• Requirement: Filter the listing below and copy out every line that contains the string "banner". Matching is case-sensitive.
## start
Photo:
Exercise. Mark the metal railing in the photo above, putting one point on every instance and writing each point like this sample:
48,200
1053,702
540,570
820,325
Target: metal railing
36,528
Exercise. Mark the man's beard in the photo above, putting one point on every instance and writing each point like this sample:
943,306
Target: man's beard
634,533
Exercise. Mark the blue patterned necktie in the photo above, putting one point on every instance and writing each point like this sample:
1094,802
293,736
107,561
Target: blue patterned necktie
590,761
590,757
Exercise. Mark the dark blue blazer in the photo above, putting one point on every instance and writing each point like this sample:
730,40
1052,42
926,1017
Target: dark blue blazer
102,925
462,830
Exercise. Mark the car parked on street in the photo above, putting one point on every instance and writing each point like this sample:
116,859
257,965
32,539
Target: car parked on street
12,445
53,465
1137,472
## end
## start
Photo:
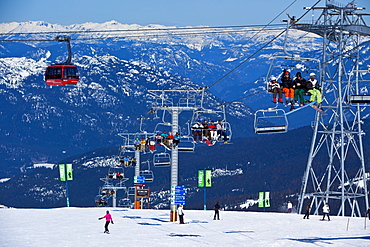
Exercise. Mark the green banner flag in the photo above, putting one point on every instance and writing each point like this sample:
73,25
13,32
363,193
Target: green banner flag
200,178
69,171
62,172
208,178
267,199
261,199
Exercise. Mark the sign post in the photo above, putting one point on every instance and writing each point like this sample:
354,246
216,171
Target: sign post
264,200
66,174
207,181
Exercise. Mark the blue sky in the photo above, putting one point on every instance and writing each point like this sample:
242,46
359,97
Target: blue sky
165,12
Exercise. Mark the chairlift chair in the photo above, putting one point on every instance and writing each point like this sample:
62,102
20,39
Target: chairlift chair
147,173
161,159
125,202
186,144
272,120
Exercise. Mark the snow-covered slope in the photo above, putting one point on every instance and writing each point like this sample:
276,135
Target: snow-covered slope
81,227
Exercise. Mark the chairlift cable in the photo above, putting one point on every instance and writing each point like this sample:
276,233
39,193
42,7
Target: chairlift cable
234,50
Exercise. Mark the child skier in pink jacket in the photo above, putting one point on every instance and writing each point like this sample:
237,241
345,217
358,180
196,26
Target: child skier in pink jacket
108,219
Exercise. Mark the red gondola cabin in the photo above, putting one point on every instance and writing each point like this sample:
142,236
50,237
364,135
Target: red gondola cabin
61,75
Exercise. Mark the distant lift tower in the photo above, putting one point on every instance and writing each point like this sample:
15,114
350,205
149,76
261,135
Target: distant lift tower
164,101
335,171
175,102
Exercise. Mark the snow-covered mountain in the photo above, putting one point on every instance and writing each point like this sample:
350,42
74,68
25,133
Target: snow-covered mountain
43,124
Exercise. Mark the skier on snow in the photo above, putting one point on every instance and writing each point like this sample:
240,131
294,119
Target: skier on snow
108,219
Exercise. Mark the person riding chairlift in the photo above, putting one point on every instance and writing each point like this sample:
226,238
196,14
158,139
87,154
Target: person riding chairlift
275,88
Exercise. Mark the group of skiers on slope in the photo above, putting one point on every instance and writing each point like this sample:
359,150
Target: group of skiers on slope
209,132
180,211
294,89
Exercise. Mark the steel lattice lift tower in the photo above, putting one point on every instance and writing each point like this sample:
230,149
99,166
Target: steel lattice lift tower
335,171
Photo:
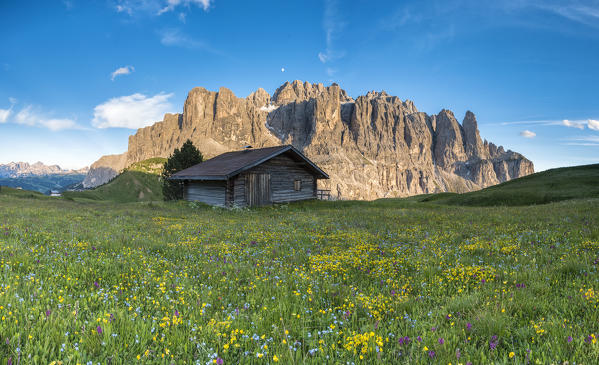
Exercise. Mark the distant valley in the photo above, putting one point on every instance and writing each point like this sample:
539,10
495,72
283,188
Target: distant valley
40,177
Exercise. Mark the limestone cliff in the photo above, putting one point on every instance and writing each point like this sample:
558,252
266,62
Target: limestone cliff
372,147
## end
• Worked answer:
Exercise. Mark the green banner flag in the photo above, putting one point on every instance and writing each point like this sample:
Target: green banner flag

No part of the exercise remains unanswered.